Hurlbert and Ling conjectured natural selection as a cause: Women were assigned the role of foraging for food and had to distinguish the red berries and fruit in the green brush.

[Red berries in the bush! A bit of clitoral grotesquerie here, thrown in gratis… Because by this logic, wouldn’t men prefer tan and brown or whatever the heck they hunted for? And wouldn’t foragers have to work harder to distinguish gooseberries, nuts, tubers, and blueberries?]

Prior to 1910, red was the color deemed appropriate for boys and blue was the color for girls – the reverse. So why were these the colors associated with each gender, and why did they switch? And why at that time?

[Um, let me guess: Because such things are arbitrary or worse, used by societies to manipulate strata of status, power, and dominance? Couldn’t be.]

…Primitive man would sit by a fire, and respect the red flame: its heat, intensity, and energy.

[While women, presumably, fled the flames in fear, preferring to huddle disrespectfully in the cold, staring at their blue fingers with delight.]

Red was thus deemed a color that represented the traits needed for hunting and defending the tribe.

[THUS????!!!???!!!? See, I’m going ballistic here over something and someone who is obviously too intellectually inconsequential to even notice, let alone respond to. Yet I can’t control myself and keep reading…to see just how far this guy is going to reach to make blue “fit” boys and warm colors stick to girls. Obviously, by this time even I have to realize that I’m being a glutton for punishment..a glutton whose plate will be piled high with it. And sure enough:]

. . .In 1905 Albert Einstein began to publish his work. Scientists realized the nature of the red shift with regard to the Doppler effect on light waves. Blue light has a higher frequency than red light. Scientists discovered that blue stars are hotter than red ones. Blue is a more energetic color.

[Ask any Chinese baby boy, but not before 1910.]

Around 1920 several family magazines began presenting pictures of baby boys dressed in blue-colored clothes. By 1925 the switch was in.

And with no evidence whatsoever to connect the fashion preferences of family magazines and Einstein’s findings, we are invited to imagine a causal connection between them. And this in an otherwise peer-reviewed publication. I am not making this up.

This is just one of millions of examples of silly gendering one must endure. Why bother with it? This is the kind of picky feminism I normally despise; not because it isn’t accurate, but because it is wasting its time and breath on something strategically irrelevant. If Larry Summers wrote this piece, or E.O. Wilson, one of the big boys, it might be worth a go. But in this case I can only think that I must be suffering a bout of horrible self-loathing that I am trying to assuage by loathing this poor little fool of a professor’s blog entry even more.

### Rows
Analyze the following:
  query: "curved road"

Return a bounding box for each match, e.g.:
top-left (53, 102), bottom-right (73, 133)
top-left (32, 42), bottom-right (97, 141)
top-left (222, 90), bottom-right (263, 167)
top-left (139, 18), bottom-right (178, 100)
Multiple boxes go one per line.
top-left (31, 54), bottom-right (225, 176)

### Things to do
- a) According to the passage on gendered colors, which color was considered appropriate for girls before 1910?
- b) In the passage on gendered colors, rewrite the part that opens with the words containing "And with no" and closes with "making this up.", changing "peer-reviewed publication" to "scholarly journal".

### Task results
- a) Blue.

- b)
And with no evidence whatsoever to connect the fashion preferences of family magazines and Einstein’s findings, we are invited to imagine a causal connection between them. And this in an otherwise scholarly journal. I am not making this up.